**Task statement:**
An exact reproduction of the records is required, with all images left out.

**Record extracts:**
::::

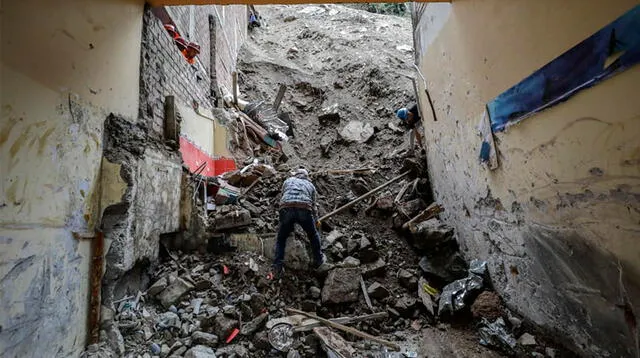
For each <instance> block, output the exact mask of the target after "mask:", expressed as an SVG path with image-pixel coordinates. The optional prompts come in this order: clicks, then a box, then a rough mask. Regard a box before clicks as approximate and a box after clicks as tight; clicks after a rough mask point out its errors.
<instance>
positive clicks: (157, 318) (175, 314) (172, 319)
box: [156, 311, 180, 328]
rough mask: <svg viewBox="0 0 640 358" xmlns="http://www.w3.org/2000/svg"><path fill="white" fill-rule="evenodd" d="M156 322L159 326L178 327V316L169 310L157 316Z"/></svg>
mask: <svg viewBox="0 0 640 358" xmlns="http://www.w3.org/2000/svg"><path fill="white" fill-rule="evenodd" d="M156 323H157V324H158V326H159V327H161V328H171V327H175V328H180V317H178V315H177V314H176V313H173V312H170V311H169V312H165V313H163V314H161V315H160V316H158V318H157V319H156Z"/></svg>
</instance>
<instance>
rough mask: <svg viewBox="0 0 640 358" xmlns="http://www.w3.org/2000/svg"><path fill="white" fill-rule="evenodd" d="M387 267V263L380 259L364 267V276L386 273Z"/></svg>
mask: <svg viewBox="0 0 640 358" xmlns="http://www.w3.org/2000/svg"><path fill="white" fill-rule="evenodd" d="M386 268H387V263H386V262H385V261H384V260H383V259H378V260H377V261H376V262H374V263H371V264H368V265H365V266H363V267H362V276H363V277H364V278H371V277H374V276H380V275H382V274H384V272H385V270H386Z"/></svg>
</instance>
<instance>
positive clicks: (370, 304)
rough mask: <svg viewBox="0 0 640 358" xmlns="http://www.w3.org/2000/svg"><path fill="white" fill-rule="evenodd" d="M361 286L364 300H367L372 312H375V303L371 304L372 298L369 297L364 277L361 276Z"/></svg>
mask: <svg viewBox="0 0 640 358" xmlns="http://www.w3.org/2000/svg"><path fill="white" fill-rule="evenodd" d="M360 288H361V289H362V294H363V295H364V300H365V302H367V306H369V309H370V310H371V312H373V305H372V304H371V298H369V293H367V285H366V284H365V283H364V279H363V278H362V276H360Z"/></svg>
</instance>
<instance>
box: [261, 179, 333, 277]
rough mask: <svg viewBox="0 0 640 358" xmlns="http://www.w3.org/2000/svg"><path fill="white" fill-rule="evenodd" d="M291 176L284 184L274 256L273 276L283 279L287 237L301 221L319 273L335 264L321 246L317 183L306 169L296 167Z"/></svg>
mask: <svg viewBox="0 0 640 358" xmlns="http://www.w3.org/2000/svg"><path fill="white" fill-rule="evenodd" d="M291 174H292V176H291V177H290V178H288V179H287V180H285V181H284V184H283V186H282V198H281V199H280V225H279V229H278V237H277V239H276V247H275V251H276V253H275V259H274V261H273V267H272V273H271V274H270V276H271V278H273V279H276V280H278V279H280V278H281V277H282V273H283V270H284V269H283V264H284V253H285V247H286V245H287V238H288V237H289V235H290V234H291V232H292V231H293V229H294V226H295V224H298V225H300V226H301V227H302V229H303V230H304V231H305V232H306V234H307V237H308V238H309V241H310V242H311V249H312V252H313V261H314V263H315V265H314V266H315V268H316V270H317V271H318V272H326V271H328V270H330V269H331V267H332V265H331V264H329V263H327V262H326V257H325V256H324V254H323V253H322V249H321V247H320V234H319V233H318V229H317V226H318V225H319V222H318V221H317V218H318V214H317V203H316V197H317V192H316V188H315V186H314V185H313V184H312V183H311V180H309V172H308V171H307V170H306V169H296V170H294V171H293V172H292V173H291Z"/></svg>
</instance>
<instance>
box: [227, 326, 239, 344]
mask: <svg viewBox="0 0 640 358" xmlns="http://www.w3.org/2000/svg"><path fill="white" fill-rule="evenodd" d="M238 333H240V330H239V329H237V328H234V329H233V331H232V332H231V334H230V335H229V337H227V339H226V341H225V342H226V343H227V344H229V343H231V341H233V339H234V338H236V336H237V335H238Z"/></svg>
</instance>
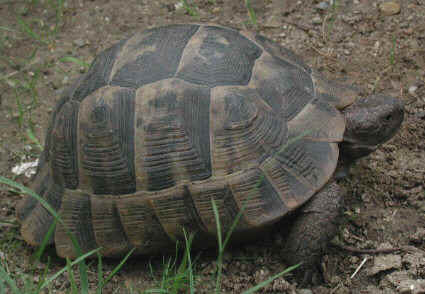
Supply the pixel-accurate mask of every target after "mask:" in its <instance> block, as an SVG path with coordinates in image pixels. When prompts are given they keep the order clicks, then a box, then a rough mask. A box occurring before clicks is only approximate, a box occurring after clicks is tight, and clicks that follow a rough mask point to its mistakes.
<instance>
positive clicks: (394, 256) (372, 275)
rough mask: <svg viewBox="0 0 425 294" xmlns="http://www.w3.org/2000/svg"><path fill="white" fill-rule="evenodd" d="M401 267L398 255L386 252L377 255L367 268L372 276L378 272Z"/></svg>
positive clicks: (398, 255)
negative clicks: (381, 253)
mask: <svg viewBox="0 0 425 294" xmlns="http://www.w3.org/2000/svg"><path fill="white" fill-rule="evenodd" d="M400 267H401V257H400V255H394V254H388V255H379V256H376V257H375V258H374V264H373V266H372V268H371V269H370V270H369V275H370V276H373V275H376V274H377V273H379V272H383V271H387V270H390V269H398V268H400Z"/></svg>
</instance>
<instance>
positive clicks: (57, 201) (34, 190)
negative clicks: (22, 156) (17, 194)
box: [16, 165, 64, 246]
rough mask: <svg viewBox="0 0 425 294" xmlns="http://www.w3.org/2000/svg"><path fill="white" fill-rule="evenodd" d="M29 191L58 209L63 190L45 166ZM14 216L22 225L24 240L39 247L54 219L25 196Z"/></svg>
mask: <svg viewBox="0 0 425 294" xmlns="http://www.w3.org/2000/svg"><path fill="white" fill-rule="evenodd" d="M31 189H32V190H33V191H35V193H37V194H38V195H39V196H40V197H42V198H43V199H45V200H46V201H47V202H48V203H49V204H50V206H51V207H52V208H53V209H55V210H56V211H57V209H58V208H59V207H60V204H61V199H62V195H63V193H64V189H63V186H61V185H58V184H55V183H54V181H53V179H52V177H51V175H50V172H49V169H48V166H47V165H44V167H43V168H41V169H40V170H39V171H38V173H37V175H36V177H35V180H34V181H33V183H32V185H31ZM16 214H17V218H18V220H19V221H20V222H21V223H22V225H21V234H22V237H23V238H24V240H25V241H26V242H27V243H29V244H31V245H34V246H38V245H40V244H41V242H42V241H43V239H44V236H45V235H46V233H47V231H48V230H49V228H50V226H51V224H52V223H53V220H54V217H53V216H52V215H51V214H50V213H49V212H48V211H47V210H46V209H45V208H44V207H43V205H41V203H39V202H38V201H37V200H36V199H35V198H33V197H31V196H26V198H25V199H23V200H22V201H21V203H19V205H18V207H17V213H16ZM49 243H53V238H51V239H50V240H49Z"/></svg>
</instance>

::::

**Reply to the task:**
For each <instance> block, output the exact mask of the target after "mask:", expressed as an SVG path with image-pixel coordinates. The optional prompts come in this order: clicks, then a box, then a rough mask. Regard a box before clicks as approximate and a box after clicks as tight; clicks after a rough mask point out its errors.
<instance>
positive clicks: (157, 318) (175, 314) (172, 319)
box: [156, 311, 180, 328]
rough mask: <svg viewBox="0 0 640 358" xmlns="http://www.w3.org/2000/svg"><path fill="white" fill-rule="evenodd" d="M156 322L159 326L178 327V316L169 310L157 316Z"/></svg>
mask: <svg viewBox="0 0 640 358" xmlns="http://www.w3.org/2000/svg"><path fill="white" fill-rule="evenodd" d="M156 323H157V324H158V326H159V327H161V328H171V327H175V328H180V317H178V315H177V314H176V313H173V312H170V311H169V312H165V313H163V314H161V315H160V316H158V318H157V319H156Z"/></svg>
</instance>
<instance>
rough mask: <svg viewBox="0 0 640 358" xmlns="http://www.w3.org/2000/svg"><path fill="white" fill-rule="evenodd" d="M387 267V263L380 259L364 267V276L386 273Z"/></svg>
mask: <svg viewBox="0 0 640 358" xmlns="http://www.w3.org/2000/svg"><path fill="white" fill-rule="evenodd" d="M386 268H387V263H386V262H385V261H384V260H383V259H378V260H377V261H376V262H374V263H371V264H368V265H365V266H363V267H362V276H363V277H364V278H371V277H374V276H380V275H382V274H384V272H385V270H386Z"/></svg>
</instance>
<instance>
positive clicks: (370, 304)
rough mask: <svg viewBox="0 0 640 358" xmlns="http://www.w3.org/2000/svg"><path fill="white" fill-rule="evenodd" d="M361 286L364 300H367L372 312H375V303L371 304L372 298L369 297L364 277L361 276Z"/></svg>
mask: <svg viewBox="0 0 640 358" xmlns="http://www.w3.org/2000/svg"><path fill="white" fill-rule="evenodd" d="M360 288H361V289H362V294H363V295H364V300H365V302H367V306H369V309H370V310H371V312H373V305H372V304H371V298H369V293H367V285H366V284H365V283H364V279H363V278H362V276H360Z"/></svg>
</instance>
<instance>
box: [261, 179, 333, 277]
rough mask: <svg viewBox="0 0 640 358" xmlns="http://www.w3.org/2000/svg"><path fill="white" fill-rule="evenodd" d="M291 176L284 184L274 256L273 276L283 279L287 237L301 221L319 273L335 264L321 246L317 183L306 169L296 167Z"/></svg>
mask: <svg viewBox="0 0 640 358" xmlns="http://www.w3.org/2000/svg"><path fill="white" fill-rule="evenodd" d="M291 174H292V176H291V177H290V178H288V179H287V180H285V181H284V184H283V186H282V198H281V199H280V225H279V229H278V237H277V239H276V247H275V251H276V253H275V259H274V261H273V267H272V273H271V274H270V276H271V278H273V279H276V280H278V279H280V278H281V277H282V273H283V270H284V269H283V264H284V253H285V247H286V245H287V238H288V237H289V235H290V234H291V232H292V231H293V229H294V226H295V224H298V225H300V226H301V227H302V229H303V230H304V231H305V232H306V234H307V237H308V238H309V241H310V242H311V249H312V252H313V261H314V263H315V265H314V266H315V268H316V270H317V271H318V272H326V271H328V270H330V269H331V267H332V265H331V264H329V263H327V262H326V257H325V256H324V254H323V253H322V249H321V247H320V234H319V233H318V229H317V226H318V225H319V222H318V221H317V218H318V214H317V203H316V197H317V192H316V188H315V186H314V185H313V184H312V183H311V180H309V172H308V171H307V170H306V169H296V170H294V171H293V172H292V173H291Z"/></svg>
</instance>
<instance>
box: [227, 326, 239, 344]
mask: <svg viewBox="0 0 640 358" xmlns="http://www.w3.org/2000/svg"><path fill="white" fill-rule="evenodd" d="M238 333H240V330H239V329H237V328H234V329H233V331H232V332H231V334H230V335H229V337H227V339H226V341H225V342H226V343H227V344H229V343H231V341H233V339H234V338H236V336H237V335H238Z"/></svg>
</instance>
Supply the pixel-accurate mask of every target after "mask:" in its <instance> block, as an SVG path with coordinates in image pixels. When prompts are given they keep the order clicks, then a box, then a rough mask. A box occurring before clicks is only approximate, a box occurring after clicks is tight, and clicks that follow a rough mask point to its mistakes.
<instance>
positive clicks: (394, 256) (372, 275)
rough mask: <svg viewBox="0 0 425 294" xmlns="http://www.w3.org/2000/svg"><path fill="white" fill-rule="evenodd" d="M401 267L398 255L386 252L377 255L367 268L372 276L378 272Z"/></svg>
positive clicks: (398, 255)
negative clicks: (381, 253)
mask: <svg viewBox="0 0 425 294" xmlns="http://www.w3.org/2000/svg"><path fill="white" fill-rule="evenodd" d="M400 267H401V257H400V255H394V254H388V255H379V256H376V257H375V258H374V264H373V266H372V268H371V269H370V270H369V275H370V276H373V275H376V274H377V273H379V272H383V271H387V270H390V269H398V268H400Z"/></svg>
</instance>
<instance>
positive clicks: (57, 201) (34, 190)
negative clicks: (22, 156) (17, 194)
box: [16, 165, 64, 246]
rough mask: <svg viewBox="0 0 425 294" xmlns="http://www.w3.org/2000/svg"><path fill="white" fill-rule="evenodd" d="M29 191L58 209L63 190L45 166ZM14 216L22 225L24 240L39 247L54 219L25 196Z"/></svg>
mask: <svg viewBox="0 0 425 294" xmlns="http://www.w3.org/2000/svg"><path fill="white" fill-rule="evenodd" d="M31 189H32V190H33V191H35V193H37V194H38V195H39V196H40V197H42V198H43V199H45V200H46V201H47V202H48V203H49V204H50V206H51V207H52V208H53V209H55V210H56V211H57V209H58V208H59V207H60V204H61V199H62V195H63V193H64V189H63V186H61V185H58V184H55V183H54V181H53V179H52V177H51V175H50V172H49V169H48V166H47V165H44V167H43V168H41V169H40V170H39V171H38V173H37V175H36V177H35V180H34V181H33V183H32V185H31ZM16 214H17V218H18V220H19V221H20V222H21V223H22V225H21V234H22V237H23V238H24V240H25V241H26V242H27V243H29V244H31V245H34V246H38V245H40V244H41V242H42V241H43V239H44V236H45V235H46V233H47V231H48V230H49V228H50V226H51V224H52V223H53V220H54V217H53V216H52V215H51V214H50V213H49V212H48V211H47V210H46V209H45V208H44V207H43V205H41V203H39V202H38V201H37V200H36V199H35V198H33V197H31V196H26V198H25V199H23V200H22V201H21V203H19V205H18V207H17V213H16ZM49 243H53V238H51V239H50V240H49Z"/></svg>
</instance>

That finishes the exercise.